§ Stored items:
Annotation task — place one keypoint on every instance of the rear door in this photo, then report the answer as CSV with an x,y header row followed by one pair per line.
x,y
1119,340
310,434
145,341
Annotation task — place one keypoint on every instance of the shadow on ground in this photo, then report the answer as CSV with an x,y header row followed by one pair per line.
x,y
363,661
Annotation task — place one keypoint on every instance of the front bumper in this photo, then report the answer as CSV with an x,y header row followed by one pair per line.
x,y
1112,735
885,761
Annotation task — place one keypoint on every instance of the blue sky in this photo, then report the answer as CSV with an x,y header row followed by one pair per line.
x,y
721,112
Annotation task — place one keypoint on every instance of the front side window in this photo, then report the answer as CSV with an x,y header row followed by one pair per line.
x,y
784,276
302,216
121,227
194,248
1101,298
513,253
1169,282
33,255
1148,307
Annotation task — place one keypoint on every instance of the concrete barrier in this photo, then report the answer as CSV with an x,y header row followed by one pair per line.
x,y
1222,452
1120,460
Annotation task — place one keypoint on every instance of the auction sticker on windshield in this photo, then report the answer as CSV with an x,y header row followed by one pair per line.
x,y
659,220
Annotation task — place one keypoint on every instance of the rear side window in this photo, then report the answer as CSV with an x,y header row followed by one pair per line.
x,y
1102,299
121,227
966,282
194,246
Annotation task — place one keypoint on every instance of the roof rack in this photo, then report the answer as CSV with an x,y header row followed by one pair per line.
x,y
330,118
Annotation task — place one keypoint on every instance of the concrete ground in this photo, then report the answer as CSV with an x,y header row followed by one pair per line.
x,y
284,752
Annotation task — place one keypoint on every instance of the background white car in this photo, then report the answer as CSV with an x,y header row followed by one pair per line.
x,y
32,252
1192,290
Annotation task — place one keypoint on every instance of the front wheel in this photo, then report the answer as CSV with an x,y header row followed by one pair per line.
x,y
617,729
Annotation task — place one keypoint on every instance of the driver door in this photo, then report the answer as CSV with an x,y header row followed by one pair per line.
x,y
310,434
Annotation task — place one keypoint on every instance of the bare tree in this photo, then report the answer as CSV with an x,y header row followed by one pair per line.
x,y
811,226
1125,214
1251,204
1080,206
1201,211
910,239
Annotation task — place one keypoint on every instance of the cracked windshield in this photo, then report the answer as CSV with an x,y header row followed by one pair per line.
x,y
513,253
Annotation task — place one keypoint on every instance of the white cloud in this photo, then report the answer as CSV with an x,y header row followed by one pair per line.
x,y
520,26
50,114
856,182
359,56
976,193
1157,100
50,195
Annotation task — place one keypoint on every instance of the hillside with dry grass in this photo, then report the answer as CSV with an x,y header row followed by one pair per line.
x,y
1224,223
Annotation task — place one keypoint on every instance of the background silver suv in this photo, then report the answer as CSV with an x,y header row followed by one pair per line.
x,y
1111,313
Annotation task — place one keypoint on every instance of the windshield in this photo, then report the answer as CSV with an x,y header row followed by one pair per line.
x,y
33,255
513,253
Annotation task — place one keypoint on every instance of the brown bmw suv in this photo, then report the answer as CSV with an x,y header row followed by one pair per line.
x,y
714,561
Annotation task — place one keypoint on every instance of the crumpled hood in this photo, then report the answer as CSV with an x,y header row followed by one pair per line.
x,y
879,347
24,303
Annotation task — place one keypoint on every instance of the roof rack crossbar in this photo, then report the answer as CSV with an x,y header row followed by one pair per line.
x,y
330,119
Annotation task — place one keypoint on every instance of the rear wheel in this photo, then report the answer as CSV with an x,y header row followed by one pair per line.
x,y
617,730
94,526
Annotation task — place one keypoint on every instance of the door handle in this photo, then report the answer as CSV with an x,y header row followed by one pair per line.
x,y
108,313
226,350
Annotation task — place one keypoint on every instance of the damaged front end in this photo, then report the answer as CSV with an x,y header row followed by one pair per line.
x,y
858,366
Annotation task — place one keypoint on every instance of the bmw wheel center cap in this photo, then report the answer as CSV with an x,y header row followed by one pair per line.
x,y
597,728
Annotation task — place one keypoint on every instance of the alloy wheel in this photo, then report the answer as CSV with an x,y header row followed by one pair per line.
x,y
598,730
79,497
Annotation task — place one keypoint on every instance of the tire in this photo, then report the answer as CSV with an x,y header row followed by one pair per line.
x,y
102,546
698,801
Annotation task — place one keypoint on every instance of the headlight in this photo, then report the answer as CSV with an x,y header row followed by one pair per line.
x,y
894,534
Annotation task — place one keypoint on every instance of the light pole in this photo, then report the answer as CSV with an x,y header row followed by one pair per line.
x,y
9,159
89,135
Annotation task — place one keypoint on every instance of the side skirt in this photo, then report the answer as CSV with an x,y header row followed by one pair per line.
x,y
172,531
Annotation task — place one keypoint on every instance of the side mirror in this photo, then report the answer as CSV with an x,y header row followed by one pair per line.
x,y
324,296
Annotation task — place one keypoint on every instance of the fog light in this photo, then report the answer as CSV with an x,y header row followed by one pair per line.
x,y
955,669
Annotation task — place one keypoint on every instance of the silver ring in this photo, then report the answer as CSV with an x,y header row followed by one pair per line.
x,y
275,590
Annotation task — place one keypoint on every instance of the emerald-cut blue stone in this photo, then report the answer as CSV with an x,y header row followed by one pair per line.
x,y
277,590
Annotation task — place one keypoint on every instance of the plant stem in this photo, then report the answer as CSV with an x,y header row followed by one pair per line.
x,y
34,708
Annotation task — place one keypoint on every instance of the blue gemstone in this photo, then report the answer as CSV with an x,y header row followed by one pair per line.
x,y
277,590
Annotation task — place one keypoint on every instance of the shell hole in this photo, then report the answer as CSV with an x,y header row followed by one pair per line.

§ Directions for this task: Extract every record and return it verbatim.

§ Written response:
Annotation task — place one keypoint on every instance of the rear door in this photo, then report the answer as CSV with an x,y header row followed by one pair per line.
x,y
1119,340
310,434
145,341
Annotation task — place one keypoint on every instance of the shadow on ground in this photo, then report the answer as CSV with an x,y header row followed by one pair per line.
x,y
363,661
Annotation task — place one keypoint on every instance of the front bumper in this photo, then report the answer as CSV with an x,y header row followed by one pair per line.
x,y
1112,735
885,761
Annotation task — place one keypoint on every instance of the blue sky in this photo, then report the answer as CSV with an x,y header row followed by one pair per line.
x,y
721,112
Annotation task — place one keypoint on every instance of the front side window in this photo, then report the answer as CSV with an x,y header row followed by one pair per line.
x,y
784,276
302,216
121,227
194,248
1101,298
513,253
1169,282
33,255
1148,307
Annotation task — place one keypoint on every instance of the concrete barrier in this photo, then report the answer as CSV with an x,y header row followed by one pair per line.
x,y
1222,452
1120,460
Annotation task — place one keypoint on every instance of the auction sticker on windshield in this photo, then report the answer as CSV with an x,y header row followed by one pair per line.
x,y
659,220
Annotation task — place one keypoint on every instance of the rear side window in this photo, then report the answer as CSV with an x,y header row followed by one pair per line.
x,y
1102,299
121,227
966,282
194,246
Annotation task — place one keypoint on every instance of the roof rack in this photo, then report the answer as CSV with an x,y header row followed by one pair per line.
x,y
330,118
Annotation task — place one keypoint on every instance of the concrete ground in this photo, then report the answer as CSV with an x,y header row followed by one pair per line.
x,y
284,752
Annotation task — place one keypoint on every instance of the background white car in this photo, then report the answer as CSV with an x,y header row followed by one pair per line.
x,y
32,252
1192,290
Annotation task — place one keypoint on every instance of the front wheel in this photo, then report the answer as CSV with an x,y header row followed by one pair per line.
x,y
617,729
Annotation task — place one keypoint on every instance of the driver door in this photo, then report the answer as CSV with an x,y header row followed by one pair per line.
x,y
310,434
Annotation task — place one keypoint on every instance of the bare tree in this photo, then report the answer as CSV with an x,y header row followed by one pair per line.
x,y
811,226
1125,214
1251,204
1080,206
1201,211
910,239
Annotation task — place one keypoint on every instance of the cracked windshield in this photo, then report the answer as CSV with an x,y header row followed by one pair per line.
x,y
513,253
Annotation task — place one keypoint on every instance of the white cloud in this photo, then report the answer as CSV with an x,y header row followed by one pair per line.
x,y
520,26
50,114
856,182
359,56
976,193
1157,100
50,195
Annotation task — place one keypoint on every instance of the hillside with dry grass in this photo, then report the answer as CSV with an x,y header row followed by one pair per line.
x,y
1224,223
Annotation task — place one keypoint on every instance of the background silver suv in this photo, then report the answer as CSV with an x,y header row followed by one pair per line.
x,y
1111,313
Annotation task — place one keypoint on every instance of the windshield in this photo, then report the answer as CSV with an x,y header row followed by one pair per line.
x,y
33,255
513,253
Annotation task — place one keypoint on every instance of the brown bmw suv in this photo, then report the answer as CSV with an x,y header row followed by one pair per line.
x,y
714,561
Annotation task — place one keypoint on every instance of the crumpled hood in this photo, then report the answer as CSV with an x,y header row followed by one pair per line.
x,y
879,347
24,303
Annotation task — place one keypoint on every instance of the roof rack crossbar in this photo, then report the answer as CSV with an x,y header row followed by one pair per line.
x,y
330,119
Annotation task — place one keypoint on every instance of the rear wheel in this photo, then report the answer as CSV with an x,y header row followed by one pair per line.
x,y
617,730
94,526
Annotation task — place one keypoint on every instance of the door handle in this photo, then report the answer as CSV with an x,y header row followed by one pair per line.
x,y
108,313
226,350
Annotation task — place one keypoint on every instance of the damaged front end in this photo, then report the answer as CSV with an x,y header row followed by one pair per line.
x,y
858,366
Annotation task — place one keypoint on every instance of the bmw wheel center cap in this photo, then report the answer as CSV with an x,y header row followed by one pair per line.
x,y
597,728
Annotation task — place one keypoint on every instance of the alloy wheel in this photo, then report the answer as CSV with an x,y header row followed by one pair per line.
x,y
598,730
79,497
Annotation task — place one keypoint on every instance of the tire in this photo, then report the answer as CSV with an x,y header row followed by one pair per line.
x,y
102,546
698,801
Annotation task — place one keypoint on every instance of the headlight in this photo, then report the answer as CSV with an x,y header row followed by one pair per line.
x,y
894,534
Annotation task — place one keypoint on every instance of the light pole in this photo, then report the answer as CSV with an x,y header row followed by one pair per line.
x,y
9,159
89,135
Annotation task — place one keypoint on every instance of the side skirt in this photo, then report the answer as CSV with an x,y header row followed by one pair per line.
x,y
172,531
Annotation task — place one keypoint on every instance of the side mirror in this photo, then report the answer as CSV with an x,y header row followed by one pair per line.
x,y
324,296
Annotation task — place one keypoint on every instance of the fog light in this photo, then report the answer as CSV with an x,y header row followed by one pair per line.
x,y
955,669
Annotation task — place one keypoint on every instance of the silver ring in this photo, then report the answer as CSV with an x,y header row followed by one pair per line.
x,y
275,590
Annotation task — place one keypoint on every instance of the emerald-cut blue stone in this photo, then report the answer as CSV with an x,y header row followed by one pair per line.
x,y
277,590
Annotation task — place one keypoint on every instance of the plant stem in this photo, then report the answer as CSV with an x,y header row followed by one pair per line.
x,y
34,708
Annotation task — place one keypoint on every instance of the blue gemstone in this photo, then report the answer as CSV with an x,y header row followed by one pair per line.
x,y
277,590
Annotation task — place one keypoint on every instance of the shell hole in this photo, then report the answer as CSV with an x,y header row followed by one pair per line.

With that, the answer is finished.